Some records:
──────────────────────────────

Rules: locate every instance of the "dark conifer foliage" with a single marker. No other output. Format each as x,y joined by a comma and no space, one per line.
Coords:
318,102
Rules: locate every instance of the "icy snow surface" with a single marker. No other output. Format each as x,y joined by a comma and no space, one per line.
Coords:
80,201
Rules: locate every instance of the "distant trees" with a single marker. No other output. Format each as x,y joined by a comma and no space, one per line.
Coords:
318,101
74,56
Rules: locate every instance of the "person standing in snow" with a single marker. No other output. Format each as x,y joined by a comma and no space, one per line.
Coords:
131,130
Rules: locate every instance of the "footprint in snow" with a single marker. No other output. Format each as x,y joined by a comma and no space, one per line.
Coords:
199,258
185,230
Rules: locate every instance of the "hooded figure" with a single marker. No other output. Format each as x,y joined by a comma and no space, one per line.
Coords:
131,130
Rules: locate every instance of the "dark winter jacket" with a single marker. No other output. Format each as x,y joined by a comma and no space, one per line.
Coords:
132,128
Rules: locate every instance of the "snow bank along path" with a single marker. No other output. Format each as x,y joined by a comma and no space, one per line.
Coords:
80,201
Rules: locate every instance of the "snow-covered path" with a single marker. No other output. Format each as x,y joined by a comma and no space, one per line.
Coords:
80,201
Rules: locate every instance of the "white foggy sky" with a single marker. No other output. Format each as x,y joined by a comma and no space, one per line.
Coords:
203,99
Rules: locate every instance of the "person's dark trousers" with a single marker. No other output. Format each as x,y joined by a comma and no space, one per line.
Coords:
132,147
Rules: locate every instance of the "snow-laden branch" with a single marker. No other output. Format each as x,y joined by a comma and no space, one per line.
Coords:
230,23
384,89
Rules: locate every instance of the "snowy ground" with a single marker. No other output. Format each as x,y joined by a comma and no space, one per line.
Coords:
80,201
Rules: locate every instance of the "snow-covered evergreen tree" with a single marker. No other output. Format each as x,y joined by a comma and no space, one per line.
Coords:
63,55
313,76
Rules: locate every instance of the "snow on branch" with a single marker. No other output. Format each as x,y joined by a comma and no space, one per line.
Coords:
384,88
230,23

──────────────────────────────

**Objective:**
Copy out each line exactly as written.

**Response to this task:**
Rules: locate every instance of the "dark conifer foliage" with a single marker. No other output. Format each as x,y joined by a comma and no space, one per line.
Coords:
318,102
Rules: locate every instance of the "icy snow surface" with a single marker. No other output. Format each as x,y joined by a comma and no space, one per line.
Coords:
80,201
Rules: locate every instance of the "distant trees" with a single marker. No other output. Format each as x,y joined by a comma and no space, one per line.
Coords:
318,101
74,56
Rules: locate every instance of the "person standing in snow" with a single marker. No other output. Format each as x,y joined by a comma and no space, one per line.
Coords:
131,130
Rules: locate every instance of the "footprint in snow" with a single marker. No other output. Format each as x,y joined by a comma and no space, one per line.
Coords:
199,258
185,230
Rules: locate every instance of the "hooded figure" with a single marker. No other output. Format each as x,y joined by a comma and no space, one per line.
Coords:
131,130
Rules: locate every instance of the "dark winter jacket" with a single marker. No other output. Format each as x,y joined by a comma and no space, one per line.
Coords:
132,128
Rules: locate every instance of the "snow bank along path" with a single marker. No other output. Format each as x,y joined by a comma and no space, one per line.
Coords:
80,201
Rules: locate every instance of the "snow-covered path" with a single marker. No other output. Format each as x,y joined by a comma and no space, one per line.
Coords:
80,201
Rules: locate every instance of the "white foggy sky" with a single marker. No other output. Format each as x,y joined by a comma and no space, one per line.
Coords:
203,99
Rules: locate every instance of the "person's dark trousers" with a single marker. No other output. Format each as x,y joined by a comma and no space, one per line.
Coords:
132,147
Rules: locate every instance of the "snow-laden branch" with a single marker. No other output. Format each as x,y joined by a comma and no space, one per line.
Coords:
230,23
384,89
Rules: locate every instance of the "snowy ground" with a single marker. No other output. Format each as x,y joined by a comma and no space, one per line.
Coords:
80,201
Rules: locate every instance of the "snow-covered evergreen tree" with a single marker. No other output. Format each as x,y joined by a comma and no space, one per line.
Coords:
63,55
313,76
Rules: locate every instance of the "snow on branch" with a single marker. No other output. Format each as x,y joined by a comma and no space, one per line.
Coords:
384,88
230,23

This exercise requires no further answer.